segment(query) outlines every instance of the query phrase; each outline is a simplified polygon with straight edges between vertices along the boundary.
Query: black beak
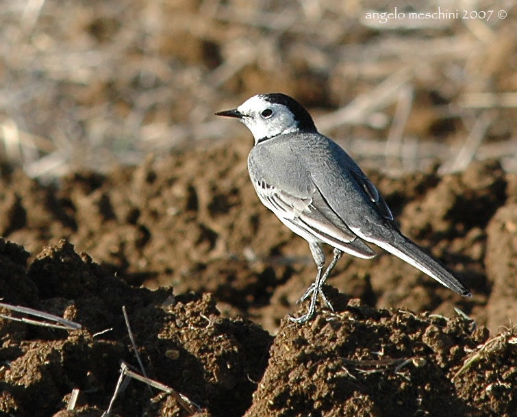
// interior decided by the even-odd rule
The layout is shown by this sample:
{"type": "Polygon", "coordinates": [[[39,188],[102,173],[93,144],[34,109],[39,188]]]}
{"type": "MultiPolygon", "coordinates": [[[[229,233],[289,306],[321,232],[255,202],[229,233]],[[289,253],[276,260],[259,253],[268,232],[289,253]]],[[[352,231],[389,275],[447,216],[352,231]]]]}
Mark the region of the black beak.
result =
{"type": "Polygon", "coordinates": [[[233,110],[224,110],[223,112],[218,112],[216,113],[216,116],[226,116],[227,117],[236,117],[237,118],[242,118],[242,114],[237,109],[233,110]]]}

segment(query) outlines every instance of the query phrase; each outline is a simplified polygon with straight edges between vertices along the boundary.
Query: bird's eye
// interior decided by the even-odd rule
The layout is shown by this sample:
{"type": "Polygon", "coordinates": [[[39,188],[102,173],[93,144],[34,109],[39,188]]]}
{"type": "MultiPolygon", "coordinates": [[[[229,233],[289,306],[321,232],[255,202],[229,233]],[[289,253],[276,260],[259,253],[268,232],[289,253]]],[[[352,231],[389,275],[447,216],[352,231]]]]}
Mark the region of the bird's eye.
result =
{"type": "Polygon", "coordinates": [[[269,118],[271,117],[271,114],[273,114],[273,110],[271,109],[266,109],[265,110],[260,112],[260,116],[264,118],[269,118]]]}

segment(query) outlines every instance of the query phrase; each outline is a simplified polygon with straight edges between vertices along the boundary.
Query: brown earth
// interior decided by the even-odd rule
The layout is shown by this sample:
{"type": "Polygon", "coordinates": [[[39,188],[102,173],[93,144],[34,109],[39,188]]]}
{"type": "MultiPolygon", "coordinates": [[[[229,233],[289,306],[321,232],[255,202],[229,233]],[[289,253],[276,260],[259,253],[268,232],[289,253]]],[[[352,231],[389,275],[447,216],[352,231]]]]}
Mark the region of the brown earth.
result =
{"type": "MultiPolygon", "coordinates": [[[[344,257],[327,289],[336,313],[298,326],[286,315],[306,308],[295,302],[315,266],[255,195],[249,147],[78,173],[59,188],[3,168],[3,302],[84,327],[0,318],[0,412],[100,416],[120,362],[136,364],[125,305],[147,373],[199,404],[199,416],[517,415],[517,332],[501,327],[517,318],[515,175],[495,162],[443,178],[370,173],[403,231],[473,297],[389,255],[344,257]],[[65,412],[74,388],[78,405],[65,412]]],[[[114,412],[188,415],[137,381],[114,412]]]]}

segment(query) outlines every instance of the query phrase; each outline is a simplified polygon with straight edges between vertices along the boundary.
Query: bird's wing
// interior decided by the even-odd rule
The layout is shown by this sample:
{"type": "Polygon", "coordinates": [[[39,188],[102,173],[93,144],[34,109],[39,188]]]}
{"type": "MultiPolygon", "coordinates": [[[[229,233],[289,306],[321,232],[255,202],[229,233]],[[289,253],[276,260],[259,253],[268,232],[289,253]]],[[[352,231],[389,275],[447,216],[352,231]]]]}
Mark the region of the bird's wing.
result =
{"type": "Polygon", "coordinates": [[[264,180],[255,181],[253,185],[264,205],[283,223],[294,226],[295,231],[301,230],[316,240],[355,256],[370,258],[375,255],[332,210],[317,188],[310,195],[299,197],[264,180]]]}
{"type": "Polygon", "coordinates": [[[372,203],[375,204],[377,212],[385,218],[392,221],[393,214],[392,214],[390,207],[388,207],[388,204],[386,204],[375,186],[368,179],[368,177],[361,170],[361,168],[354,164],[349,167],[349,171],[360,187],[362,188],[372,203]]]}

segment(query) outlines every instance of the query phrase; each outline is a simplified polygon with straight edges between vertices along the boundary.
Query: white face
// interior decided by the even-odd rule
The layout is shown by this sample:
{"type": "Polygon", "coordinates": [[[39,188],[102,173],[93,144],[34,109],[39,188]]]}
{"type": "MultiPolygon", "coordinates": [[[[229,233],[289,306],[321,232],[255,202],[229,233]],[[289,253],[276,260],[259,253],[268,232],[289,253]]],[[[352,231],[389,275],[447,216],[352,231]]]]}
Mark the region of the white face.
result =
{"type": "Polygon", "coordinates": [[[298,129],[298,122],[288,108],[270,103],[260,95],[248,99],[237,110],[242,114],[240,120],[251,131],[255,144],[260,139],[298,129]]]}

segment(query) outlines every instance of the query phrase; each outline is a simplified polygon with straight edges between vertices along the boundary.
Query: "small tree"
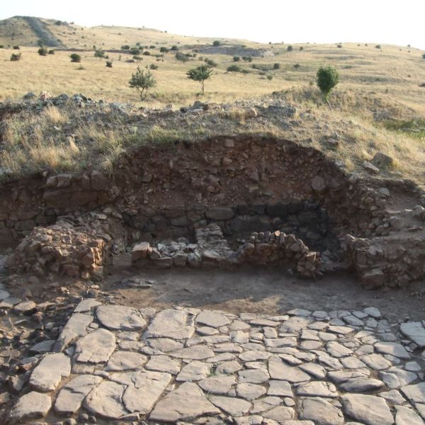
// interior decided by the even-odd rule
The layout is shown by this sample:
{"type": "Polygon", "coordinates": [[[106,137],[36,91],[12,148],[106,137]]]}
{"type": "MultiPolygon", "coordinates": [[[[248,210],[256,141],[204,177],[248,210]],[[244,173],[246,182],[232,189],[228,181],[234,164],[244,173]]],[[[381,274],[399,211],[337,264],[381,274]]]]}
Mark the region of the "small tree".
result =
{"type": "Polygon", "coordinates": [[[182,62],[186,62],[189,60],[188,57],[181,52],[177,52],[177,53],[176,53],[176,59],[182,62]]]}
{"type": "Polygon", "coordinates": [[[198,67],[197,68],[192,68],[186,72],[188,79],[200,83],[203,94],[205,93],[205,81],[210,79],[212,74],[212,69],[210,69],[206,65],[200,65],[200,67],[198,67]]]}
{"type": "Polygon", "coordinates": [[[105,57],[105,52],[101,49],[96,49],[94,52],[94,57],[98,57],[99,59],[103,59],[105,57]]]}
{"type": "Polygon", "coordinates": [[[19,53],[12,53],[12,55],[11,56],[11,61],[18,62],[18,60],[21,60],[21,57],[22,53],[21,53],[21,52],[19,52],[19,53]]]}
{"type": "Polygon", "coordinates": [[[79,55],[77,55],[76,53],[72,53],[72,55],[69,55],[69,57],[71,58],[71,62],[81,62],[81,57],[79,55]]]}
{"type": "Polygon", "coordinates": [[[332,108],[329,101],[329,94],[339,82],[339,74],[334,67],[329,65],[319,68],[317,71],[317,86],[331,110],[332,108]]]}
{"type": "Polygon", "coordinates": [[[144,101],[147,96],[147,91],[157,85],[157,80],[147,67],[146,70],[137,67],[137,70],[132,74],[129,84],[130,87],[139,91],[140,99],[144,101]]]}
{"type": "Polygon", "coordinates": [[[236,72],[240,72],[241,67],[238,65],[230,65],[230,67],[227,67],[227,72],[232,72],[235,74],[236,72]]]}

Exercise requirements — Leave out the pictures and reproduce the rest of the listing exactly.

Written solution —
segment(query) outlines every instance of the query phrase; each outline is a simplified polygon with straight edges between vertices along the boundary.
Query: black beak
// interior decided by the even-odd rule
The layout is shown by this sample:
{"type": "Polygon", "coordinates": [[[39,188],[102,173],[93,144],[34,109],[39,188]]]}
{"type": "MultiPolygon", "coordinates": [[[[229,233],[289,306],[321,232],[255,202],[229,233]],[[289,253],[276,260],[259,253],[268,232],[289,253]]],[[[352,231],[389,275],[447,216],[352,231]]]]}
Mark the region of the black beak.
result =
{"type": "Polygon", "coordinates": [[[233,110],[224,110],[223,112],[218,112],[216,113],[216,116],[226,116],[227,117],[236,117],[237,118],[242,118],[242,114],[237,109],[233,110]]]}

segment(query) outlines every instance of the query phrase; each outline is a simplified polygon with straight edges between vertices along the boundary.
Query: bird's eye
// interior decided by the even-odd rule
The layout is shown by this sample:
{"type": "Polygon", "coordinates": [[[39,188],[102,173],[93,144],[34,109],[39,188]]]}
{"type": "MultiPolygon", "coordinates": [[[[229,233],[289,306],[321,232],[255,202],[229,233]],[[289,253],[276,260],[259,253],[268,232],[289,253]]],[[[352,231],[389,275],[447,216],[352,231]]]]}
Mark the region of the bird's eye.
result =
{"type": "Polygon", "coordinates": [[[269,118],[271,117],[271,114],[273,114],[273,110],[271,109],[266,109],[265,110],[260,112],[260,116],[264,118],[269,118]]]}

segment(query) outlines every instance of the query phrase; each outline is a simplified polygon with straight edges between vertices along the boundary.
Query: brown earth
// interior decided by the even-odd rule
The layout is shown by this sample:
{"type": "Polygon", "coordinates": [[[39,188],[102,173],[93,144],[34,109],[39,188]]]}
{"type": "MultiPolygon", "coordinates": [[[[229,233],[289,306],[321,232],[255,202],[229,233]],[[289,253],[276,260],[259,253],[268,232],[289,253]]],[[[352,231],[389,275],[447,216],[352,231]]]]}
Mark the region of the brown earth.
result =
{"type": "MultiPolygon", "coordinates": [[[[344,257],[327,289],[336,313],[298,326],[286,315],[306,308],[295,302],[315,266],[255,195],[249,147],[78,173],[59,188],[3,168],[3,302],[84,327],[0,318],[0,412],[100,416],[120,362],[136,364],[125,305],[147,373],[199,404],[199,416],[517,415],[517,332],[501,327],[517,318],[515,175],[495,162],[443,178],[370,173],[403,231],[473,297],[389,255],[344,257]],[[65,412],[74,388],[78,405],[65,412]]],[[[114,412],[188,415],[137,381],[114,412]]]]}

segment(query) outlines every instance of the query phrase; each outline is a simplified polygon with straight edges between vertices along the boundary.
Query: bird's wing
// interior decided by the even-odd rule
The layout is shown by this sample:
{"type": "Polygon", "coordinates": [[[39,188],[102,173],[93,144],[34,109],[39,188]]]}
{"type": "MultiPolygon", "coordinates": [[[[229,233],[289,306],[321,232],[255,202],[229,233]],[[289,253],[276,260],[259,253],[268,232],[289,253]]],[[[352,231],[389,275],[447,216],[352,231]]]]}
Mark the region of the bird's wing.
result =
{"type": "Polygon", "coordinates": [[[264,180],[255,181],[253,185],[264,205],[283,223],[294,226],[295,231],[301,230],[316,240],[355,256],[370,258],[375,255],[332,210],[317,188],[310,195],[299,197],[264,180]]]}
{"type": "Polygon", "coordinates": [[[372,203],[375,204],[377,212],[385,218],[392,221],[393,214],[392,214],[390,207],[388,207],[388,204],[386,204],[375,186],[368,179],[368,177],[361,170],[361,168],[354,164],[349,167],[349,171],[360,187],[362,188],[372,203]]]}

segment(query) outlines every instance of the query phrase; each outline is a simplified polygon with straight edges between vertices along the boundary.
Query: white face
// interior decided by the even-odd rule
The layout is shown by this sample:
{"type": "Polygon", "coordinates": [[[39,188],[102,173],[93,144],[34,109],[39,188]]]}
{"type": "MultiPolygon", "coordinates": [[[[229,233],[289,306],[321,232],[255,202],[229,233]],[[289,253],[276,260],[259,253],[268,232],[289,253]]],[[[352,231],[389,275],[447,216],[352,231]]]]}
Mark the region of the white face.
result =
{"type": "Polygon", "coordinates": [[[298,129],[298,122],[288,108],[270,103],[260,95],[248,99],[237,110],[242,114],[240,120],[251,131],[255,144],[260,139],[298,129]]]}

segment(query) outlines every instance of the query phrase; each outline is a simplified polygon with straight edges between vertices along the boundary.
Query: "small tree"
// interior decided by the even-odd rule
The layout is shown by this sample:
{"type": "Polygon", "coordinates": [[[106,137],[36,91],[12,148],[106,137]]]}
{"type": "MultiPolygon", "coordinates": [[[[248,210],[256,141],[204,177],[248,210]],[[244,173],[246,182],[232,189],[228,181],[234,164],[244,173]]],[[[381,274],[399,211],[337,264],[381,274]]]]}
Mark the region of the "small tree".
result =
{"type": "Polygon", "coordinates": [[[182,62],[186,62],[189,60],[188,57],[181,52],[177,52],[177,53],[176,53],[176,59],[182,62]]]}
{"type": "Polygon", "coordinates": [[[198,67],[197,68],[192,68],[186,72],[188,79],[200,83],[203,94],[205,93],[205,81],[210,79],[212,74],[212,69],[210,69],[206,65],[200,65],[200,67],[198,67]]]}
{"type": "Polygon", "coordinates": [[[105,57],[105,52],[101,49],[96,49],[94,52],[94,57],[98,57],[99,59],[103,59],[105,57]]]}
{"type": "Polygon", "coordinates": [[[19,53],[12,53],[12,55],[11,56],[11,61],[18,62],[18,60],[21,60],[21,57],[22,53],[21,53],[21,52],[19,52],[19,53]]]}
{"type": "Polygon", "coordinates": [[[79,55],[77,55],[76,53],[72,53],[72,55],[69,55],[69,57],[71,58],[71,62],[81,62],[81,57],[79,55]]]}
{"type": "Polygon", "coordinates": [[[332,108],[329,101],[329,94],[339,82],[339,74],[334,67],[329,65],[319,68],[317,71],[317,86],[331,110],[332,108]]]}
{"type": "Polygon", "coordinates": [[[144,101],[147,96],[147,91],[157,85],[157,80],[147,67],[146,70],[137,67],[137,70],[132,74],[129,84],[130,87],[139,91],[140,99],[144,101]]]}
{"type": "Polygon", "coordinates": [[[236,72],[240,72],[241,67],[238,65],[230,65],[230,67],[227,67],[227,72],[232,72],[235,74],[236,72]]]}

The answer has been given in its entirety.